Data provided |
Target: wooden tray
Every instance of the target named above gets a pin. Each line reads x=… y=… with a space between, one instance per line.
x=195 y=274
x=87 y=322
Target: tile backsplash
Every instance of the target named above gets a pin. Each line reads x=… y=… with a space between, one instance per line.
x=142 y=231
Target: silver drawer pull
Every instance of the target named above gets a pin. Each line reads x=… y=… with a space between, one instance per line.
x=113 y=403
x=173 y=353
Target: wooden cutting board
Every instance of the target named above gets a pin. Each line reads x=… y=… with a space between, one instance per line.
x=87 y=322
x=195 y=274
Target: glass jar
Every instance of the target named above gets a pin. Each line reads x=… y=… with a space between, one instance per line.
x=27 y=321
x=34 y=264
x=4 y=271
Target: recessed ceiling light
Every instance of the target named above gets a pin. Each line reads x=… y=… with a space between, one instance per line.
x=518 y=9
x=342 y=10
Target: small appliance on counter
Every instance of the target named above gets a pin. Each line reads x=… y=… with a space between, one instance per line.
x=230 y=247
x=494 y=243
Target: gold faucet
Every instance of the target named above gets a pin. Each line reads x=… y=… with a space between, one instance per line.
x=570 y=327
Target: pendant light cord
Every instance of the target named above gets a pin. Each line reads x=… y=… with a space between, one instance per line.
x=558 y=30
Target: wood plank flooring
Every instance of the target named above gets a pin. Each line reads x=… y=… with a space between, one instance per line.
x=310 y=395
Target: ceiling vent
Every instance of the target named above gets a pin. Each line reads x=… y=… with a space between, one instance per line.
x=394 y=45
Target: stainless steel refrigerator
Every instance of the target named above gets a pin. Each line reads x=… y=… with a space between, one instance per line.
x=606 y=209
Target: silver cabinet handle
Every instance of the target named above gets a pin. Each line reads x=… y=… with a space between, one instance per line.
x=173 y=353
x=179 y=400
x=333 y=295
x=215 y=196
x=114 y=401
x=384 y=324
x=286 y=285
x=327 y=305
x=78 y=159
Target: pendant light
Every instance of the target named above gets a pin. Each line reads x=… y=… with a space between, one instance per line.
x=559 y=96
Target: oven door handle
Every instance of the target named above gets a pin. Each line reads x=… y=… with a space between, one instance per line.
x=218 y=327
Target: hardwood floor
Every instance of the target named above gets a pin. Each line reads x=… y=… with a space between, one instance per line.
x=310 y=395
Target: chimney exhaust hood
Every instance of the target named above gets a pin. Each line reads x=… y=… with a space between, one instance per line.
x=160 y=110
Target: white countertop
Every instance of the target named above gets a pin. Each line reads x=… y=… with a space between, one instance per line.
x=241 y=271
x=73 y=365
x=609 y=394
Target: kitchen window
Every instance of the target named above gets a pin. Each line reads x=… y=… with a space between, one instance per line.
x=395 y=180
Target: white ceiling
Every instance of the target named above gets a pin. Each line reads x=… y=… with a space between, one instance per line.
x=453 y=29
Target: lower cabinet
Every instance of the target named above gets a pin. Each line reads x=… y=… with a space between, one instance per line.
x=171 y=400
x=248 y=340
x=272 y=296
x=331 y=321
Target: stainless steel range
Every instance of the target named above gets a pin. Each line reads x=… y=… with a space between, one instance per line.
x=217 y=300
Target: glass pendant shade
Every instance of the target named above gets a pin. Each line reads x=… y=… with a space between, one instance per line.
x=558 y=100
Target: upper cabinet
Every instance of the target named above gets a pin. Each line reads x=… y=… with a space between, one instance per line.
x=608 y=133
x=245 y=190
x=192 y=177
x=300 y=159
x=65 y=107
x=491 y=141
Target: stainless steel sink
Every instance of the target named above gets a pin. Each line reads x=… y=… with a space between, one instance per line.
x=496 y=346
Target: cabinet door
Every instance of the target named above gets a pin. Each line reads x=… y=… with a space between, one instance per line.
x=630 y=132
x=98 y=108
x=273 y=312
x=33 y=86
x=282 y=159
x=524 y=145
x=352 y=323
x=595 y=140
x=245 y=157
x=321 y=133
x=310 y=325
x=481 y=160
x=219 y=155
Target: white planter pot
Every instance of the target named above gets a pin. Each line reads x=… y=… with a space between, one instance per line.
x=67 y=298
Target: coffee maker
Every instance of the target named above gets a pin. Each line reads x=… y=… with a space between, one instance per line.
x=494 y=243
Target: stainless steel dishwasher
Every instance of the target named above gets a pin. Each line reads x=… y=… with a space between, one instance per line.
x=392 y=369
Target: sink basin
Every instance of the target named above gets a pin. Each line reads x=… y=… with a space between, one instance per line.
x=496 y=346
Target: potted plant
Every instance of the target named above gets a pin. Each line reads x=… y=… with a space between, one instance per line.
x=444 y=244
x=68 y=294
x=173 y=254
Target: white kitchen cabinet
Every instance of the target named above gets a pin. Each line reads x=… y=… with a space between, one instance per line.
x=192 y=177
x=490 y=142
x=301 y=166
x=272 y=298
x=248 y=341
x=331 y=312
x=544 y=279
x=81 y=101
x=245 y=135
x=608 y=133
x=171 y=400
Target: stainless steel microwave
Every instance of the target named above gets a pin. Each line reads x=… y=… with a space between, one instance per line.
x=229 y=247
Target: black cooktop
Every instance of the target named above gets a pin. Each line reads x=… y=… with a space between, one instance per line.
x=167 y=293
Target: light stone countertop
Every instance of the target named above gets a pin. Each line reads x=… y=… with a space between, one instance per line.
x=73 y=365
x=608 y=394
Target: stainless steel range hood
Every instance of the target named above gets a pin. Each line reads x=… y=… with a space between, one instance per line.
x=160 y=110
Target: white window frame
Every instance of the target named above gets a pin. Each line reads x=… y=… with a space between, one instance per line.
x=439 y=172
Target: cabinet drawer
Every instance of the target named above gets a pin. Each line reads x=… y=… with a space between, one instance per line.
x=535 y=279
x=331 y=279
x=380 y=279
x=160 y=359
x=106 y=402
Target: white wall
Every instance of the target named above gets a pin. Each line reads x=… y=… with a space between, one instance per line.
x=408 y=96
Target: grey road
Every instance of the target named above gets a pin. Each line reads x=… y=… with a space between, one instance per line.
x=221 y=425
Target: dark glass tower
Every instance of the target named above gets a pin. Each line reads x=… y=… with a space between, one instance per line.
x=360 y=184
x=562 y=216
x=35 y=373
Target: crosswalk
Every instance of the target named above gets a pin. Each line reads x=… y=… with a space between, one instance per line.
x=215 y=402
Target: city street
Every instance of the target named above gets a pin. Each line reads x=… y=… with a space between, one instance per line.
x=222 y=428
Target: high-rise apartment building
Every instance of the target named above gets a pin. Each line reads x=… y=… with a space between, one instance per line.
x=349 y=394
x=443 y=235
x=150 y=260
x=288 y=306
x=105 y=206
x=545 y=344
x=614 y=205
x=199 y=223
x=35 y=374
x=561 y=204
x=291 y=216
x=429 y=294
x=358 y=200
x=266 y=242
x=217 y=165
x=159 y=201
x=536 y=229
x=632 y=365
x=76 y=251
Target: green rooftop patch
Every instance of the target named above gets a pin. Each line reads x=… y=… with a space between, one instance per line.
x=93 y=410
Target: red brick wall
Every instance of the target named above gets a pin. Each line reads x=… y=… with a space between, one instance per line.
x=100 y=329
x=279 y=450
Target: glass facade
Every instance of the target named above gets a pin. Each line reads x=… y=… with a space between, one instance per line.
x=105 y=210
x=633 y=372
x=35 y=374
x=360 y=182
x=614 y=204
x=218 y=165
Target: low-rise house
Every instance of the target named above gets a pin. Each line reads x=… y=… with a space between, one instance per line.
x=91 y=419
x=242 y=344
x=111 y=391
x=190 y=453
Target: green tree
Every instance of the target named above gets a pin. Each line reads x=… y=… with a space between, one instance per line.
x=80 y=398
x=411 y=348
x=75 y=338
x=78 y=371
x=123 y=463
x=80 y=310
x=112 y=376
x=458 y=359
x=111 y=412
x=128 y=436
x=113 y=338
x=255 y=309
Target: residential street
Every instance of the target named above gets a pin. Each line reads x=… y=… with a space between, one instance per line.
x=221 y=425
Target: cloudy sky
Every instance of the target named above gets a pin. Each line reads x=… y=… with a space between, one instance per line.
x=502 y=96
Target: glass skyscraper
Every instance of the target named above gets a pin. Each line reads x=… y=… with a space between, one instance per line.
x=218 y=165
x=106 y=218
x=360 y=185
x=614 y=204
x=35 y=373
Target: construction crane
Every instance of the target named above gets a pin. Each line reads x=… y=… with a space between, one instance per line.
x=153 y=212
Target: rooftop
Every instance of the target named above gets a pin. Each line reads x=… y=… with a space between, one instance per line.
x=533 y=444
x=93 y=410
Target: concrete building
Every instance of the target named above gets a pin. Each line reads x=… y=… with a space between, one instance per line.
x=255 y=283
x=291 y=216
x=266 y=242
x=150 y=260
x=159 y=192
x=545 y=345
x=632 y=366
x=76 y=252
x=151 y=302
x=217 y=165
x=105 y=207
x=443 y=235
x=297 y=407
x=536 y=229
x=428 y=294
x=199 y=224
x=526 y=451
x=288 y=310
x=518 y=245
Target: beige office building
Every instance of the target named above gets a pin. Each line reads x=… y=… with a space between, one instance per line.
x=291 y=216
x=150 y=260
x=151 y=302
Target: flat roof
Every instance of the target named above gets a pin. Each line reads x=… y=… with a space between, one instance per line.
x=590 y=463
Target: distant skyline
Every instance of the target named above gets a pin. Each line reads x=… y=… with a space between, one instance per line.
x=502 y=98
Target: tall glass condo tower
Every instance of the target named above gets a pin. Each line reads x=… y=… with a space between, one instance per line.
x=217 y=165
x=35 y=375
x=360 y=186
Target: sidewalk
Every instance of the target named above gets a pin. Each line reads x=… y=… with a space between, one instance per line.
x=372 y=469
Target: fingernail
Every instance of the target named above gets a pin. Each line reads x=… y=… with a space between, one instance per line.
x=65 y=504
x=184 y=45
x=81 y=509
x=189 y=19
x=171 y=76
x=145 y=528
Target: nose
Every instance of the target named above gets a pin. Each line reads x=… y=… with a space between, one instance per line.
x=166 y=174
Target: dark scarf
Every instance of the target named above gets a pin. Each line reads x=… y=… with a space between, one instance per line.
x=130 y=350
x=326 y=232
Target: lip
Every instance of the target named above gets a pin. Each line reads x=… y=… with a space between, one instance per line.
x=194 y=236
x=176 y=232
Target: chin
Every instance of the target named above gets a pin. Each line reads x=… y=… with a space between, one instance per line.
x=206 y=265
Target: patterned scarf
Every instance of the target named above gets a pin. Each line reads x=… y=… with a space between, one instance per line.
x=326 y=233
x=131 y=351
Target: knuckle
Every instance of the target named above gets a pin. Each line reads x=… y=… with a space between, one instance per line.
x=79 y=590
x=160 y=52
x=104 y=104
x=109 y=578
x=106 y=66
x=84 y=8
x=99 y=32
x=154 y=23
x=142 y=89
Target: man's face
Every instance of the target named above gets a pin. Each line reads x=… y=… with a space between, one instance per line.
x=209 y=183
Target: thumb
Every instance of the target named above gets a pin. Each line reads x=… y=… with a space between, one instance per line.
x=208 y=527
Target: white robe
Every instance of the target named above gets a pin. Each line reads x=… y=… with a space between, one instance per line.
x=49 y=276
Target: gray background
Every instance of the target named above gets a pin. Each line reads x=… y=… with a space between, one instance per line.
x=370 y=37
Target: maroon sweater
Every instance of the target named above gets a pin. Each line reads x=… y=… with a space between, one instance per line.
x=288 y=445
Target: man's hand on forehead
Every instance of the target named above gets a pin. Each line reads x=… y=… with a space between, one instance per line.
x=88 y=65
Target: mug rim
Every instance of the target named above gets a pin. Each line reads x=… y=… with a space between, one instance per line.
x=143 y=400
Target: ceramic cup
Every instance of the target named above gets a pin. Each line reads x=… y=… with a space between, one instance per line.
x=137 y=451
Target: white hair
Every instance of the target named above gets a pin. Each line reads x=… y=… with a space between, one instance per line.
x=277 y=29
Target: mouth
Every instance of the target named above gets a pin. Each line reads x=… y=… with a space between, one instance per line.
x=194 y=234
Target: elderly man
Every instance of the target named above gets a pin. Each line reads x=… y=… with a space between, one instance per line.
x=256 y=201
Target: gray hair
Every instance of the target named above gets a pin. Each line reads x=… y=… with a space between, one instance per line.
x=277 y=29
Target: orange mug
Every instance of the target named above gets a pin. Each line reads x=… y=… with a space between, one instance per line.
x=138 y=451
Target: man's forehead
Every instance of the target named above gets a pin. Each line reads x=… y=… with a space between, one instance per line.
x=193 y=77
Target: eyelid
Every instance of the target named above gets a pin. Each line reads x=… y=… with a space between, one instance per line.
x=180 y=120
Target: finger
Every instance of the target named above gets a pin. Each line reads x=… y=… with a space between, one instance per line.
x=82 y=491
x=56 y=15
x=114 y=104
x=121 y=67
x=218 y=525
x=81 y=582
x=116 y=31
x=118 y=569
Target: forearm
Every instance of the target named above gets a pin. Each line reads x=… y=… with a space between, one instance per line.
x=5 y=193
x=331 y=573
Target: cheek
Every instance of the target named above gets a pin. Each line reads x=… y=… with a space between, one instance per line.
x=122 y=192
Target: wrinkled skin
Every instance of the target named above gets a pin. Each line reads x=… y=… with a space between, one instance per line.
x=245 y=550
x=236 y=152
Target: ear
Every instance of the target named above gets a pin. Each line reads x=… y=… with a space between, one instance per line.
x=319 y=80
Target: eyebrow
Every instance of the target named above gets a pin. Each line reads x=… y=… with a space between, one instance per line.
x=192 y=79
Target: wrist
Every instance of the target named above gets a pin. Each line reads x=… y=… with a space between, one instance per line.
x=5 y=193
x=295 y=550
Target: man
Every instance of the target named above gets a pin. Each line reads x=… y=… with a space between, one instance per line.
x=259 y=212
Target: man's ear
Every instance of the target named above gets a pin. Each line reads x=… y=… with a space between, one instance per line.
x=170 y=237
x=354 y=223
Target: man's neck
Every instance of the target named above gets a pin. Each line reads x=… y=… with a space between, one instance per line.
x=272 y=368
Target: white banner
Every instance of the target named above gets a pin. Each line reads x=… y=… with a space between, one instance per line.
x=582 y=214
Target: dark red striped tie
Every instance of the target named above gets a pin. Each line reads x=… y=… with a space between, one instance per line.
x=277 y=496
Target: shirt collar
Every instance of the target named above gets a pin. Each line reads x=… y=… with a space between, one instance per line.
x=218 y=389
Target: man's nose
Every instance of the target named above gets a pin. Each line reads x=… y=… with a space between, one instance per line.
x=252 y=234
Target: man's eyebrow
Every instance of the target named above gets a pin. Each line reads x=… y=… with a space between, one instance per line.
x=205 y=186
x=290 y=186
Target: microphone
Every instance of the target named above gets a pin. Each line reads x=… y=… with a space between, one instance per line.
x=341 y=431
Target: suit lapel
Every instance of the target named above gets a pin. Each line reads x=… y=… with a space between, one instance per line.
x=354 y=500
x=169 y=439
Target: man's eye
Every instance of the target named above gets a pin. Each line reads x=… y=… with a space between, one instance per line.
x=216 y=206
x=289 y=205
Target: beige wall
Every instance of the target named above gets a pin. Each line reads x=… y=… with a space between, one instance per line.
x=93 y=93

Problem to solve |
Copy out the lines above word for word, stopping after the line containing "Target: silver drawer pull".

Written answer |
Target: wooden tray
Every instance of the target named above gets a pin. Each line reads x=… y=… with a space between, one instance per line.
x=195 y=274
x=87 y=322
Target: tile backsplash
Every instance of the target named above gets a pin. Each line reads x=… y=… with a space between, one instance per line.
x=142 y=231
Target: silver drawer pull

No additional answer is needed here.